SHORT PROBLEM> Report every line of the records below that contains the string "gravel". Treat uppercase and lowercase as different.

******

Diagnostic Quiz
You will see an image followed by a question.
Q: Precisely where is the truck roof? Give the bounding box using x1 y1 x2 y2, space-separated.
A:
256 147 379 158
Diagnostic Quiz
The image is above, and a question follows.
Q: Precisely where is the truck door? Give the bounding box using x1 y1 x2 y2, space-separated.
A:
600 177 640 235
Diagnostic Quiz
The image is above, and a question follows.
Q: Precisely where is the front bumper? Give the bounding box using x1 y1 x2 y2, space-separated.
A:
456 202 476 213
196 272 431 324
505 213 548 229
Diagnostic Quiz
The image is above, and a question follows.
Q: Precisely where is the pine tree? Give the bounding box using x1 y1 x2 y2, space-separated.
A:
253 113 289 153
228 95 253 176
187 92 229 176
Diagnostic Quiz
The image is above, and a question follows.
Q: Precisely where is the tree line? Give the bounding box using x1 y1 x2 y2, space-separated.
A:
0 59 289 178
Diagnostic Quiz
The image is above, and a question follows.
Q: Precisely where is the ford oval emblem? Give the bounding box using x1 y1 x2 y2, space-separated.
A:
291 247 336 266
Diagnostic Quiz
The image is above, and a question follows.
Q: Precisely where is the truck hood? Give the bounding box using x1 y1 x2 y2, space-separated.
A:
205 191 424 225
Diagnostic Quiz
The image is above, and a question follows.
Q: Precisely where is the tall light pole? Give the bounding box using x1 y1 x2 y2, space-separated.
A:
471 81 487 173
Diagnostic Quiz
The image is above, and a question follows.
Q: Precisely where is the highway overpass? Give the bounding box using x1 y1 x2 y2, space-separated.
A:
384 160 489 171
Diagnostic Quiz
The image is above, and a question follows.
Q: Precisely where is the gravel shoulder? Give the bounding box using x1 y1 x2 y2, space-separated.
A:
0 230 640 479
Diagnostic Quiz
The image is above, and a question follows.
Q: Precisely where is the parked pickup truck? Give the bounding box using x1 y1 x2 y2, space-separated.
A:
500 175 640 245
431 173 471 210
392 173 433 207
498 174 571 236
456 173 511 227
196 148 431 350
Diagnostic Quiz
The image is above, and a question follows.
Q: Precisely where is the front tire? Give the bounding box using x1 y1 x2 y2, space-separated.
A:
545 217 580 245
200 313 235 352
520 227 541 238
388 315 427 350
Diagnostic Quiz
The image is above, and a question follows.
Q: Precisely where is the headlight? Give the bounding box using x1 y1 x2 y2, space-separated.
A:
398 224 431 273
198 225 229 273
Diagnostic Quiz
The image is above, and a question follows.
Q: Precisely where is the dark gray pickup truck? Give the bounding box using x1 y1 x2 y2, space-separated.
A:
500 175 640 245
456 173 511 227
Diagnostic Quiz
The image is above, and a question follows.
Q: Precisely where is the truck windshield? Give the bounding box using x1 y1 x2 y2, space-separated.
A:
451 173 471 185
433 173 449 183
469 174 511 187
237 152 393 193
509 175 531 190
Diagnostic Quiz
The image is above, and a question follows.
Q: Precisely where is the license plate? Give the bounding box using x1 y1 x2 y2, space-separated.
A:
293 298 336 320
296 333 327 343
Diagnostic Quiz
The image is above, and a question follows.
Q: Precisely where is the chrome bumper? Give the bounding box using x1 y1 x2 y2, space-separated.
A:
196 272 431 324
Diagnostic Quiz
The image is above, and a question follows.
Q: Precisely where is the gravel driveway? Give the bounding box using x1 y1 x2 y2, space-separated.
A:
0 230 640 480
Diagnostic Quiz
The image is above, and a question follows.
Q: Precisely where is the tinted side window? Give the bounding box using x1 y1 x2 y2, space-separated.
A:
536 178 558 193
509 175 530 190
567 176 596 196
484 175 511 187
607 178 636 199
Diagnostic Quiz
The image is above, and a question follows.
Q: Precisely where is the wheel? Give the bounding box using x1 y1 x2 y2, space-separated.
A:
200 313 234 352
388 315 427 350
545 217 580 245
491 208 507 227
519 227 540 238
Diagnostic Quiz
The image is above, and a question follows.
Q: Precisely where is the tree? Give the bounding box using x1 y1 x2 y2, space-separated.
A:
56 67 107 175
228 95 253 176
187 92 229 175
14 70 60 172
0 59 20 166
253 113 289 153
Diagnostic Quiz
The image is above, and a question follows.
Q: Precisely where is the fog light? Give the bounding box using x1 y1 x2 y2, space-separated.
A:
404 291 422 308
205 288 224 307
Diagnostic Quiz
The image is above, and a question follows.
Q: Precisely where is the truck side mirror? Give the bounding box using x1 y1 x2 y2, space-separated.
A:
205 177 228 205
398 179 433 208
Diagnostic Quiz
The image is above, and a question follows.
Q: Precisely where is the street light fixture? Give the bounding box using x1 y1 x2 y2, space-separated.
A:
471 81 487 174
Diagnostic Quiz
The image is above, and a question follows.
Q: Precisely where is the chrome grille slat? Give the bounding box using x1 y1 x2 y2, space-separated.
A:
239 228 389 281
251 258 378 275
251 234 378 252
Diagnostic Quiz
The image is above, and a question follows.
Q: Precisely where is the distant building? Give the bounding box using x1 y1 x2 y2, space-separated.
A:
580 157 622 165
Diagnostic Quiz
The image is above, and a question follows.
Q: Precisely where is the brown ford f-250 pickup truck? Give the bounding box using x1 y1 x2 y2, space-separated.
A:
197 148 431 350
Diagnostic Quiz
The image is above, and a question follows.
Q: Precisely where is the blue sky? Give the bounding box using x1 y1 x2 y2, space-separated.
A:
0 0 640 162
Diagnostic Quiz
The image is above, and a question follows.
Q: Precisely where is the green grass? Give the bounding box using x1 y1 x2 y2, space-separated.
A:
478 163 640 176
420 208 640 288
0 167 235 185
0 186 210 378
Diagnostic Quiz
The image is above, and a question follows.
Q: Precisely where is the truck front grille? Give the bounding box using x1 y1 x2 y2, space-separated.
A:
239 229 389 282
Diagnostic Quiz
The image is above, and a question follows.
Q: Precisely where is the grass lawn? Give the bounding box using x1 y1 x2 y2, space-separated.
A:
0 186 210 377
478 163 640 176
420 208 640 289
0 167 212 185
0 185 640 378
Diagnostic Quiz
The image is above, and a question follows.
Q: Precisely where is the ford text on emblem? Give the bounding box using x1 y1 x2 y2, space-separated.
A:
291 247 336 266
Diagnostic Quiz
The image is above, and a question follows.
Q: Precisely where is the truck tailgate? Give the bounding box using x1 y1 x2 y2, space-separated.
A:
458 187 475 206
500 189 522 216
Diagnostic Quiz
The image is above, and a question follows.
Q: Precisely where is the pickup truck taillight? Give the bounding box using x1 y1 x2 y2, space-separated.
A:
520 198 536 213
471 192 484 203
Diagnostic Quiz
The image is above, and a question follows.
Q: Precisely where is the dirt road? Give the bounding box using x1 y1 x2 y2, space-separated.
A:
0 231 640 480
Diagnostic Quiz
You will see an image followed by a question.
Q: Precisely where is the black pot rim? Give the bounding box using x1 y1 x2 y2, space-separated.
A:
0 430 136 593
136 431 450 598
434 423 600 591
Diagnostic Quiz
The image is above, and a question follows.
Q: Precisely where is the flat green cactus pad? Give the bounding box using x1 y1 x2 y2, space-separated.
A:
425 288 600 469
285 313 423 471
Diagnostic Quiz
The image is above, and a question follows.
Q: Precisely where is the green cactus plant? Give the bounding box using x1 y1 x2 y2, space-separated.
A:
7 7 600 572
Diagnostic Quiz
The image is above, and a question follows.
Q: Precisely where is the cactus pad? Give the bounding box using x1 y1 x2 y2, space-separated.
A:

******

REPLY TO THE EXERCISE>
Q: Precisely where is the gravel shoulder? Give the bounding box using x1 y1 x2 y2, space-separated.
Q: Precisely where is the gravel driveway? Give the bounding box using x1 y1 x2 y2, space-separated.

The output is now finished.